* BEGIN Given text *

Simcha Feuerman
Psychology, Torah and the Daf Yomi

Boundaries Before Marriage Sotah 44 Take Your Measurements as a Leader Sotah 45

Build Your Boundaries Before Marriage Sotah 44

Our Gemara on Amud Aleph discusses the appropriate order of development to prepare for marriage:

תָּנוּ רַבָּנַן אֲשֶׁר בָּנָה אֲשֶׁר נָטַע אֲשֶׁר אֵרַשׂ לִימְּדָה תּוֹרָה דֶּרֶךְ אֶרֶץ שֶׁיִּבְנֶה אָדָם בַּיִת וְיִטַּע כֶּרֶם וְאַחַר כָּךְ יִשָּׂא אִשָּׁה וְאַף שְׁלֹמֹה אָמַר בְּחׇכְמָתוֹ הָכֵן בַּחוּץ מְלַאכְתֶּךָ וְעַתְּדָהּ בַּשָּׂדֶה לָךְ אַחַר וּבָנִיתָ בֵיתֶךָ הָכֵן בַּחוּץ מְלַאכְתֶּךָ זֶה בַּיִת וְעַתְּדָהּ בַּשָּׂדֶה לָךְ זֶה כֶּרֶם אַחַר וּבָנִיתָ בֵיתֶךָ זוֹ אִשָּׁה

The Sages taught (Tosefta 7:20-21): The Torah states: “What man is there that has built” (Deuteronomy 20:5), and then “that has planted” (Deuteronomy 20:6), and finally “that has betrothed” (Deuteronomy 20:7). The Torah has taught a person the desired mode of behavior: A person should build a house, then plant a vineyard, and afterward marry a woman. And even King Solomon said in his wisdom: “Prepare your work outside, and make it fit for yourself in the field; and afterward build your house” (Proverbs 24:27). The Sages explained: “Prepare your work outside”; this is a house. “And make it fit for yourself in the field”; this is a vineyard. “And afterward you shall build your house”; this is a wife.

* END Given text *
* BEGIN Supplied data *

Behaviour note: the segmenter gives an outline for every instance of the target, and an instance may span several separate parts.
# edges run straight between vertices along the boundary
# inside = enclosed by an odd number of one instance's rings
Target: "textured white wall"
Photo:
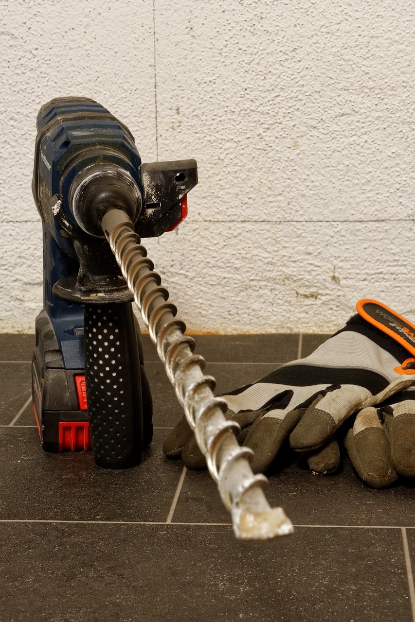
[[[191,329],[322,332],[360,297],[415,319],[415,7],[403,0],[2,0],[0,330],[41,306],[31,192],[53,97],[107,106],[145,161],[195,157],[146,241]]]

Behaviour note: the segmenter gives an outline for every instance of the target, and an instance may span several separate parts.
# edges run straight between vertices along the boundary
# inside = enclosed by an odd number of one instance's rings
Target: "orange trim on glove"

* END Supplied data *

_Requirements_
**1.** Summarize the Sotah 44 passage in two sentences.
**2.** Arrange each line of the outline listing above as a row of a Markdown table with the columns Row and Line, giving the row number and the line and skipping blank lines. Leave the pictures out of the table.

_Exercise answers_
**1.** Citing Deuteronomy 20:5–7, the Sages taught that a person should first build a house, then plant a vineyard, and afterward marry a woman. King Solomon's words in Proverbs 24:27 are explained the same way: preparing work outside is a house, making it fit in the field is a vineyard, and afterward building one's house is a wife.

**2.**
| Row | Line |
|---|---|
| 1 | Behaviour note: the segmenter gives an outline for every instance of the target, and an instance may span several separate parts. |
| 2 | # edges run straight between vertices along the boundary |
| 3 | # inside = enclosed by an odd number of one instance's rings |
| 4 | Target: "textured white wall" |
| 5 | Photo: |
| 6 | [[[191,329],[322,332],[360,297],[415,319],[415,7],[403,0],[2,0],[0,330],[41,306],[31,192],[53,97],[107,106],[145,161],[195,157],[146,241]]] |
| 7 | Behaviour note: the segmenter gives an outline for every instance of the target, and an instance may span several separate parts. |
| 8 | # edges run straight between vertices along the boundary |
| 9 | # inside = enclosed by an odd number of one instance's rings |
| 10 | Target: "orange trim on glove" |